Convert the data below into a JSON list of strings with one string per line, omitting blank lines.

START Given information

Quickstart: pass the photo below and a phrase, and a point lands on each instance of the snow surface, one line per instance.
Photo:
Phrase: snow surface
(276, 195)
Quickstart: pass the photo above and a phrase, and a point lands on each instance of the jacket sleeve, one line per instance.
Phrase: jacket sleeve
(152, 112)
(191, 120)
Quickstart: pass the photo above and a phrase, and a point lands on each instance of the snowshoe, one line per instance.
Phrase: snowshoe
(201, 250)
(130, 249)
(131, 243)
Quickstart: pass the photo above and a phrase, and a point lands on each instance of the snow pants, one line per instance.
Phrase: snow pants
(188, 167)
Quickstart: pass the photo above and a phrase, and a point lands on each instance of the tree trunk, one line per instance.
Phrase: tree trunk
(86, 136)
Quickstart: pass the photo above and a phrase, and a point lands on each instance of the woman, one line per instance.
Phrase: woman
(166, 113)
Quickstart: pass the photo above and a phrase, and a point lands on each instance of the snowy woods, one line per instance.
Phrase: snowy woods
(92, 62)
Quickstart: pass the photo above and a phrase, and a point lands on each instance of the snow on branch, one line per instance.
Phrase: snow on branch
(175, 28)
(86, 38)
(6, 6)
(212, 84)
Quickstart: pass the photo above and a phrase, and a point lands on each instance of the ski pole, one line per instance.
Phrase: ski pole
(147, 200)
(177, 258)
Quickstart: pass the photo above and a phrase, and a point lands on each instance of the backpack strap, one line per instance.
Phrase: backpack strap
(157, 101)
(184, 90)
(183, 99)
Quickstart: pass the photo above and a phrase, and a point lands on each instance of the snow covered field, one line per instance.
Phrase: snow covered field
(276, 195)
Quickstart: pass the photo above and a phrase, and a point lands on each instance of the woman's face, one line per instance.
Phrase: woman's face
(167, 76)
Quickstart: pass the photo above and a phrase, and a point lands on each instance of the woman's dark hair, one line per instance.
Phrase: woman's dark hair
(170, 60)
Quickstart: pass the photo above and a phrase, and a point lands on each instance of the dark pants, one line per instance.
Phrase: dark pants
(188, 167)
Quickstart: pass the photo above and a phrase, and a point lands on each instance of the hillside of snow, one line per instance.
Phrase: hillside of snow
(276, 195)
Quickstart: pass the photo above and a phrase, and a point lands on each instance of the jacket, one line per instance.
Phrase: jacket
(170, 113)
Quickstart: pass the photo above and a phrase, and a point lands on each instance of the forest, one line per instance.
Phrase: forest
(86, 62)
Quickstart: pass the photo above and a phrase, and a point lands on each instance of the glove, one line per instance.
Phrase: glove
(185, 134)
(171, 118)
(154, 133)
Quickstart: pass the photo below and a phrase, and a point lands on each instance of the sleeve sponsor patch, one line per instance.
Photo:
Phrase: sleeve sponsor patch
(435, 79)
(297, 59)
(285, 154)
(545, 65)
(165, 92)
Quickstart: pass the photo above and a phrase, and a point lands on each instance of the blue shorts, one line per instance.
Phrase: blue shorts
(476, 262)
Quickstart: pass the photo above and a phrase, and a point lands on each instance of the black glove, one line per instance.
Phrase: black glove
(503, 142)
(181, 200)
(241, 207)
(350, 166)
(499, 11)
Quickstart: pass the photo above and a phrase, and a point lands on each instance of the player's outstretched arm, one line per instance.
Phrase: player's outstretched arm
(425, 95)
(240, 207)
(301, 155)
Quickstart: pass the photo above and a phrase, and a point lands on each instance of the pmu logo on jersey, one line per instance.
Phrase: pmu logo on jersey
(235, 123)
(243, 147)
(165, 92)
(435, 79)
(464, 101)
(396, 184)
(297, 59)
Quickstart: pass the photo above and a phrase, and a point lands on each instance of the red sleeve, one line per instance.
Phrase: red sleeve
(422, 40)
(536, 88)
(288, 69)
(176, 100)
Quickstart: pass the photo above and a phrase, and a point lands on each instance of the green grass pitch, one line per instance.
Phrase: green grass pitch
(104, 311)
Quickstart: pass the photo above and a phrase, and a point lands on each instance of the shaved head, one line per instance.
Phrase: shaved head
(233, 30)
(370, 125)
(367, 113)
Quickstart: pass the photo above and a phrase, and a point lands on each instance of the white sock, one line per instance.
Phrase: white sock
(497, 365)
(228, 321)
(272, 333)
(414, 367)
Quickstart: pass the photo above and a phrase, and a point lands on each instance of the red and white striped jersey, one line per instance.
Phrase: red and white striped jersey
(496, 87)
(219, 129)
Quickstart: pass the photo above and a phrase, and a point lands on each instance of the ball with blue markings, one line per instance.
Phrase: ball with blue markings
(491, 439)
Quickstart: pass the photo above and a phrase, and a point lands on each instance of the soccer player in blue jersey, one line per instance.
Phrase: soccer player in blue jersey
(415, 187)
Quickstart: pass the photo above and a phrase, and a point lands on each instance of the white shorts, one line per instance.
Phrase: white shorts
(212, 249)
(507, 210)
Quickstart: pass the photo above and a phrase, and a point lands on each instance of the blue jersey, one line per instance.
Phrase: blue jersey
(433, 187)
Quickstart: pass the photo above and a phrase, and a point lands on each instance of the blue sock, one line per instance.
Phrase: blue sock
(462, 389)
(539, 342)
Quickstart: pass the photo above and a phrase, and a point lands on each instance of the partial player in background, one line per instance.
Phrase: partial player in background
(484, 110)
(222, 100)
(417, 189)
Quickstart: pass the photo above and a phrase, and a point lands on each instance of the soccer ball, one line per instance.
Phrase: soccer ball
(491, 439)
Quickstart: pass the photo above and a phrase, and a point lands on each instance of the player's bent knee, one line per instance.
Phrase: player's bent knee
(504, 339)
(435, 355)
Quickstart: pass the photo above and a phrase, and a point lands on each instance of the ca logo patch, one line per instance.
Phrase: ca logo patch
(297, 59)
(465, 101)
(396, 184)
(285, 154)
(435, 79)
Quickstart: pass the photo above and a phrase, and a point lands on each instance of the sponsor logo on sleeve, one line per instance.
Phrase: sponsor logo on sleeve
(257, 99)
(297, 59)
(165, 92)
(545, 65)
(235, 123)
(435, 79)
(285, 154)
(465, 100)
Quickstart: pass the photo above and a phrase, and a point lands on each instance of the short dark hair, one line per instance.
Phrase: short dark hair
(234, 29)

END Given information

The output:
[
  "Quickstart: pass the photo below and a phrase, and a point lands on each instance of the snow surface, one line per instance.",
  "Photo:",
  "Phrase: snow surface",
  "(276, 195)",
  "Quickstart: pass the photo above and a phrase, and a point lands on each instance of the jacket sleeve, one line per instance.",
  "Phrase: jacket sleeve",
  "(152, 112)",
  "(191, 120)",
  "Quickstart: pass the photo above and a phrase, and a point lands on each instance of the snowshoe, one line per instance.",
  "Phrase: snowshoe",
  "(201, 250)",
  "(130, 249)",
  "(131, 243)",
  "Quickstart: pass the photo above and a phrase, and a point lands on each instance of the snow pants, one line per instance.",
  "Phrase: snow pants",
  "(188, 167)",
  "Quickstart: pass the photo above and a phrase, and a point lands on each instance of the tree trunk, one line per instance.",
  "Phrase: tree trunk",
  "(86, 136)",
  "Quickstart: pass the photo above and a phrase, and a point lands on each instance of the woman, one line per instance.",
  "Phrase: woman",
  "(166, 113)",
  "Quickstart: pass the photo above and a phrase, and a point lands on each instance of the snowy woods, one line per instance.",
  "Phrase: snowy woods",
  "(92, 62)",
  "Quickstart: pass the photo above and a phrase, and a point lands on each instance of the snow on branch, one line per instance.",
  "Phrase: snow on branch",
  "(175, 28)",
  "(86, 38)",
  "(6, 6)",
  "(212, 84)",
  "Quickstart: pass the photo above and a phrase, and a point lands on each instance of the ski pole, one line per instance.",
  "Phrase: ski pole",
  "(147, 200)",
  "(177, 258)",
  "Quickstart: pass the photo above and a phrase, and a point lands on each instance of the backpack strap, one line per instance.",
  "Phrase: backpack strap",
  "(157, 101)",
  "(184, 90)",
  "(183, 99)",
  "Quickstart: pass the photo above and a phrase, and a point lands on each instance of the snow covered field, one line per instance.",
  "Phrase: snow covered field",
  "(276, 195)",
  "Quickstart: pass the photo above and a phrase, and a point lands on each instance of the woman's face, one line per instance.",
  "Phrase: woman's face",
  "(167, 76)",
  "Quickstart: pass the photo above and a phrase, and a point lands on each instance of the woman's dark hair, one line per instance.",
  "Phrase: woman's dark hair",
  "(170, 60)",
  "Quickstart: pass the photo above and a phrase, and a point lands on each instance of the dark pants, one line per instance.",
  "Phrase: dark pants",
  "(188, 167)",
  "Quickstart: pass the photo above and a phrase, and a point lands on each instance of the hillside of snow, one line per instance.",
  "Phrase: hillside of snow",
  "(276, 195)",
  "Quickstart: pass the photo above and a phrase, and a point lands on each instance of the jacket, one line per instance.",
  "Phrase: jacket",
  "(170, 113)",
  "Quickstart: pass the photo above and a phrase, and a point lands on each instance of the forest, one line per instance.",
  "Phrase: forest",
  "(86, 62)",
  "Quickstart: pass the photo above and a phrase, and a point lands on each instance of the glove, one line per instance.",
  "Phrase: glove",
  "(185, 134)",
  "(171, 118)",
  "(154, 133)",
  "Quickstart: pass the photo below and a phrase, and a point lands on each instance of the sleeve sponsor patch, one line per instance.",
  "Photo:",
  "Phrase: sleeve sponsor patch",
  "(435, 79)",
  "(297, 59)",
  "(285, 154)",
  "(545, 65)",
  "(165, 92)",
  "Quickstart: pass the photo above and a phrase, and a point lands on each instance of the blue shorts, one line per instance.",
  "Phrase: blue shorts",
  "(476, 262)",
  "Quickstart: pass the photo above and a phrase, and a point lands on each instance of the black glove, one line per instance.",
  "Phrase: black glove",
  "(503, 142)",
  "(181, 200)",
  "(241, 207)",
  "(350, 166)",
  "(499, 11)",
  "Quickstart: pass the photo above and a phrase, and a point lands on each instance of the player's outstretched arm, one line per instance.",
  "Phrase: player's outstretched arm",
  "(425, 95)",
  "(240, 207)",
  "(301, 155)",
  "Quickstart: pass the photo above and a phrase, and a point lands on each instance of the pmu logo on jersey, one line per instance.",
  "Phrase: pmu logo on jersey",
  "(235, 123)",
  "(243, 147)",
  "(165, 92)",
  "(435, 79)",
  "(464, 101)",
  "(396, 184)",
  "(297, 59)",
  "Quickstart: pass the photo above and a phrase, and a point lands on each instance of the red sleeve, one line per instance.",
  "Phrase: red sleeve",
  "(422, 40)",
  "(536, 88)",
  "(288, 69)",
  "(176, 100)",
  "Quickstart: pass the photo above and a phrase, and a point lands on each instance of the green grass pitch, one line per instance.",
  "Phrase: green grass pitch",
  "(104, 311)",
  "Quickstart: pass the photo above and a phrase, and a point lands on each instance of the shaved head, one line per instance.",
  "Phrase: shaved head",
  "(233, 30)",
  "(370, 125)",
  "(367, 113)",
  "Quickstart: pass the photo above and a phrase, and a point lands on each instance of the white sock, one line per instance.",
  "Phrase: white sock",
  "(497, 365)",
  "(228, 321)",
  "(272, 333)",
  "(414, 367)",
  "Quickstart: pass the photo above and a phrase, and a point lands on each instance of the red and white striped jersey, one line per instance.",
  "Phrase: red and white striped jersey",
  "(496, 87)",
  "(219, 129)",
  "Quickstart: pass the photo above and a phrase, and a point lands on each instance of the ball with blue markings, one line per instance.",
  "Phrase: ball with blue markings",
  "(491, 439)",
  "Quickstart: pass the photo above and a phrase, and a point lands on each instance of the soccer player in blue jersey, one line per instance.",
  "Phrase: soccer player in blue jersey",
  "(415, 187)",
  "Quickstart: pass the photo above and a phrase, and a point lands on each instance of the white shorts, one line per instance.",
  "Phrase: white shorts",
  "(212, 249)",
  "(507, 210)",
  "Quickstart: pass the photo above and a phrase, and a point lands on each instance of the blue jersey, one line per instance.",
  "Phrase: blue jersey",
  "(433, 187)",
  "Quickstart: pass the photo above and a phrase, and a point lands on each instance of the blue sock, one line per instance.",
  "Phrase: blue sock",
  "(462, 389)",
  "(539, 342)",
  "Quickstart: pass the photo above and a phrase, and a point lands on each instance of the partial player in background, one line per instance.",
  "Phrase: partial player in background",
  "(484, 110)",
  "(222, 100)",
  "(417, 189)",
  "Quickstart: pass the photo above and a phrase, and a point lands on each instance of the soccer ball, one line per instance.",
  "Phrase: soccer ball",
  "(491, 439)",
  "Quickstart: pass the photo above and a phrase, and a point lands on each instance of the player's bent knee, one line per instance.",
  "Phrase: player's bent knee",
  "(504, 339)",
  "(435, 355)",
  "Quickstart: pass the photo above and a phrase, and a point lands on each instance of the ca logo patch, one line per instance.",
  "Phrase: ca logo patch",
  "(297, 59)",
  "(465, 101)",
  "(396, 184)",
  "(285, 154)",
  "(435, 79)",
  "Quickstart: pass the photo above and a phrase, and a point lands on each instance of the sponsor logo on sleeve, one line per instance.",
  "Phrase: sponsor logo on sleeve",
  "(257, 99)",
  "(297, 59)",
  "(165, 92)",
  "(545, 65)",
  "(235, 123)",
  "(435, 79)",
  "(285, 154)",
  "(465, 100)",
  "Quickstart: pass the photo above and a phrase, and a point lands on each instance of the short dark hair, one line per instance.",
  "Phrase: short dark hair",
  "(234, 29)"
]